WORK REQUEST » Set out exactly, line by line, the stretch of data below that begins at the line containing "of the reflection" and ends at the line containing "x=179, y=350", with both ends kept.

PROVIDED MATERIAL Start Marker

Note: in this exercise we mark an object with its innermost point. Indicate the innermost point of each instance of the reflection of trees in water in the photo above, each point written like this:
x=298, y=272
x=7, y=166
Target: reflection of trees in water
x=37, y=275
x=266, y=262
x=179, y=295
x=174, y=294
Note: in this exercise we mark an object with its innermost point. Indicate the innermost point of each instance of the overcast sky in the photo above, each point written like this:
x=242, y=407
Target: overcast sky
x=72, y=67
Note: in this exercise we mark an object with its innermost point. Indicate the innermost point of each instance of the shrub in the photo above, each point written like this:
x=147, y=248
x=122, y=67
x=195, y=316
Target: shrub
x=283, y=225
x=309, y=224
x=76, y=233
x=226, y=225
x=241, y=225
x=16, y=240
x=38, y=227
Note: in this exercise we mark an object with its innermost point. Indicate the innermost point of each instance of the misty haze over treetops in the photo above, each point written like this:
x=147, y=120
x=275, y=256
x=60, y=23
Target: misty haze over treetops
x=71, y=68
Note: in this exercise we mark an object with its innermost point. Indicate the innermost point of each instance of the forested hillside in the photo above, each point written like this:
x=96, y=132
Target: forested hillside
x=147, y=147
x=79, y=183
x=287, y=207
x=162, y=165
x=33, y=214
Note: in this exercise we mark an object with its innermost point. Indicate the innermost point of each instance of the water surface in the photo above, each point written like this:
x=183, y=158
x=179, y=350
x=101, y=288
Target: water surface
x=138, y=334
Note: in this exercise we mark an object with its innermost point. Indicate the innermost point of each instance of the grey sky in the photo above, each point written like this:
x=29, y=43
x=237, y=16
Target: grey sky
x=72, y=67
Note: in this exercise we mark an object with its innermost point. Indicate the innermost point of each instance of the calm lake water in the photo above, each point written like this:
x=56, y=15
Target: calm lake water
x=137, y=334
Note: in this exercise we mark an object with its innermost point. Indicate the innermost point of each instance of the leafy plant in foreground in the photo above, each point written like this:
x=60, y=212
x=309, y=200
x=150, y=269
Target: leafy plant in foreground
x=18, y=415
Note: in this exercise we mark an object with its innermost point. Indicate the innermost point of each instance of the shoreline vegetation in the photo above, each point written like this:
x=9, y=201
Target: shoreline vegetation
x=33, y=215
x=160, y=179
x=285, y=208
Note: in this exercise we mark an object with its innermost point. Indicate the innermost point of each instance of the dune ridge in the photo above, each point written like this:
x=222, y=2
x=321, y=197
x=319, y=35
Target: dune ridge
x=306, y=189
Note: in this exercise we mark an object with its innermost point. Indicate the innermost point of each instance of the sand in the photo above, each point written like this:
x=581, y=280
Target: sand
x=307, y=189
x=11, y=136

PROVIDED MATERIAL End Marker
PROVIDED MATERIAL Start Marker

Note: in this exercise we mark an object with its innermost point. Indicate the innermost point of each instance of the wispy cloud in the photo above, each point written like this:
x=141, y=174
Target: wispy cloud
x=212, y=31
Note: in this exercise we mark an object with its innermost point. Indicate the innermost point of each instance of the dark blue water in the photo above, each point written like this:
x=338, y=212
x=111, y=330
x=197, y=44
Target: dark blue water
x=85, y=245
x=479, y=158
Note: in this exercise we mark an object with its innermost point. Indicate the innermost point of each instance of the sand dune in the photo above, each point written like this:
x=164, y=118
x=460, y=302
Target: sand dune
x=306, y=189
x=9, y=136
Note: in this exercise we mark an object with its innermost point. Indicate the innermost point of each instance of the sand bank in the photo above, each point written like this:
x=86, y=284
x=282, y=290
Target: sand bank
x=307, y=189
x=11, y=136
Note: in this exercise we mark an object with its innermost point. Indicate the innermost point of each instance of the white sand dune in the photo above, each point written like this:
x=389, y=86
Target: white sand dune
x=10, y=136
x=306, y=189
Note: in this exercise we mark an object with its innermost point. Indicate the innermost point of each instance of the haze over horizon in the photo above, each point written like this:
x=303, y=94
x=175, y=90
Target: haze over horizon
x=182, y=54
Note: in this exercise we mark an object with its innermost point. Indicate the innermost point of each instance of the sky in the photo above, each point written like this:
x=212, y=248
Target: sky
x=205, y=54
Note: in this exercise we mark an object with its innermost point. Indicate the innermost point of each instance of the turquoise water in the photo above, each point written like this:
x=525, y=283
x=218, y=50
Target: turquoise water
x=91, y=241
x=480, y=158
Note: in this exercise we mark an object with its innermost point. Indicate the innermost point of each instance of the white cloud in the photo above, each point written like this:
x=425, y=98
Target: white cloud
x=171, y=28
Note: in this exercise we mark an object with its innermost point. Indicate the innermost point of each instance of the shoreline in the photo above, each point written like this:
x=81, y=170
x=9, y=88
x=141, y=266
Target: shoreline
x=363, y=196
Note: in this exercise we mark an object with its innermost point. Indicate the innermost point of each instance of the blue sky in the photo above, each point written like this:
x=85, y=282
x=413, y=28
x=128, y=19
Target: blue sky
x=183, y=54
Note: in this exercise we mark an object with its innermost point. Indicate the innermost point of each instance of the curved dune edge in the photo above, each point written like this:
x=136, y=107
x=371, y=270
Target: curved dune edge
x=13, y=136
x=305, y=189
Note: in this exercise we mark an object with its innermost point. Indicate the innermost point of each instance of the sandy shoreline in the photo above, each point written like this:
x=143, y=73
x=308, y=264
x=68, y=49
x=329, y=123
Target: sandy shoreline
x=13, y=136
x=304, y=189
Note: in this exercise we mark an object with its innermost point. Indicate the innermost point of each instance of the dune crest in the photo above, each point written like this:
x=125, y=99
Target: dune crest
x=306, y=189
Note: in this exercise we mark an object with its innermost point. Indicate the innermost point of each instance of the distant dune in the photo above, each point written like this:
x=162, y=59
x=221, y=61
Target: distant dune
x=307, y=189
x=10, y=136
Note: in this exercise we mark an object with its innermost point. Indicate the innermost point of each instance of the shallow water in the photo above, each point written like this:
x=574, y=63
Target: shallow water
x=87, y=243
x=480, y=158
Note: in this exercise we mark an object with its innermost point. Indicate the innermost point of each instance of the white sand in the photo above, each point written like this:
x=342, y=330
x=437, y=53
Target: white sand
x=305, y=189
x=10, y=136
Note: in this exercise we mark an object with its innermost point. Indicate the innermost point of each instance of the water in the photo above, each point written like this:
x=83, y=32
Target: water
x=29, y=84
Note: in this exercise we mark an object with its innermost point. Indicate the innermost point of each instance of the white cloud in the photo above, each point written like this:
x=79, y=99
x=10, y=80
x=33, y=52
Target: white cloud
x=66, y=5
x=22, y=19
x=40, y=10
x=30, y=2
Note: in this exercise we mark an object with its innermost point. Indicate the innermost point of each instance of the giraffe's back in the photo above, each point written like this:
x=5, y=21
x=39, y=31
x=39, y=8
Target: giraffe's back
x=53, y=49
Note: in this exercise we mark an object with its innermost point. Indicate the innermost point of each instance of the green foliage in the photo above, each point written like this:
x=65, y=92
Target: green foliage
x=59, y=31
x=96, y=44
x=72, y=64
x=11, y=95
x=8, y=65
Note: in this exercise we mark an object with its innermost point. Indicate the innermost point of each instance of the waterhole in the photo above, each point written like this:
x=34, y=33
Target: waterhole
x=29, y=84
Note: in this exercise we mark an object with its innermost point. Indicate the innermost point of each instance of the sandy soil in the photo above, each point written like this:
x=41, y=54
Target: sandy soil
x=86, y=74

PROVIDED MATERIAL End Marker

SOLVED PROBLEM »
Note: in this exercise we mark an object with its innermost point. Indicate the innermost point of each instance of the reflection of trees in water in the photo above, each point written like this:
x=298, y=272
x=7, y=166
Target: reflection of trees in water
x=37, y=275
x=266, y=262
x=179, y=295
x=174, y=294
Note: in this exercise we mark an object with its innermost point. Indicate the innermost point of each instance of the overcast sky in the photo above, each point written like this:
x=242, y=407
Target: overcast sky
x=72, y=67
Note: in this exercise we mark an object with its innermost point. Indicate the innermost point of each instance of the shrub in the photo above, each point written like this:
x=147, y=248
x=122, y=67
x=195, y=316
Target: shrub
x=283, y=225
x=309, y=224
x=76, y=233
x=226, y=225
x=241, y=225
x=16, y=240
x=38, y=227
Note: in this exercise we mark an object with its innermost point. Indicate the innermost point of each instance of the misty haze over treetops in the photo above, each point written like this:
x=147, y=120
x=275, y=256
x=60, y=23
Target: misty haze over treetops
x=71, y=68
Note: in this exercise we mark an object with its innermost point. Indicate the innermost point of each instance of the forested hillside in the photo above, each point written like this:
x=96, y=132
Target: forested hillside
x=147, y=147
x=79, y=183
x=287, y=207
x=162, y=165
x=33, y=214
Note: in this exercise we mark an object with its innermost point. Indicate the innermost point of each instance of the water surface in the photo above, each point written like this:
x=183, y=158
x=179, y=350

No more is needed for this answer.